▶ **TASK**:
Repeat every one of the rows below word for word, with no changes.

▶ **EXERCISE MATERIALS**:
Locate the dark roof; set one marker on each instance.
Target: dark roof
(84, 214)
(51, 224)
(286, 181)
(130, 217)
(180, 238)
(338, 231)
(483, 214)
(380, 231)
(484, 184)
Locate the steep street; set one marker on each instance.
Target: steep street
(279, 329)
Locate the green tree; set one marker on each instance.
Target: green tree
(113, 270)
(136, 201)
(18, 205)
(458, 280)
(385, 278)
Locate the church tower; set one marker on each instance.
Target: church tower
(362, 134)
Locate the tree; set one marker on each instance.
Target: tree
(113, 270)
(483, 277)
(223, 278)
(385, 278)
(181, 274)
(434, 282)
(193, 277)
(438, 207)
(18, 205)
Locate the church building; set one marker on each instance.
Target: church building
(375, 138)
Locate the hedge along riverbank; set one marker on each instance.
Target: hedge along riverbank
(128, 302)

▶ **TASK RESPONSE**:
Locate the dark roof; set one marker on each instance.
Target: dark roof
(84, 214)
(51, 224)
(286, 181)
(130, 217)
(180, 238)
(338, 231)
(483, 214)
(380, 231)
(484, 184)
Locate the steep street; set one marker on each instance.
Target: steep street
(279, 329)
Locate the green tree; set one marker on each instance.
Target: green tree
(113, 270)
(136, 201)
(18, 205)
(458, 280)
(385, 278)
Locate the church tower; set one marker on each instance.
Target: church tower
(362, 134)
Locate the tree; set one marker on each instance.
Target: tree
(113, 270)
(483, 277)
(223, 278)
(385, 278)
(181, 274)
(434, 282)
(193, 277)
(438, 207)
(18, 205)
Locate the church building; set one marker on each instance.
Target: church building
(375, 138)
Locate the hedge along riverbank; set one marker on each instance.
Target: hedge along riverbank
(128, 302)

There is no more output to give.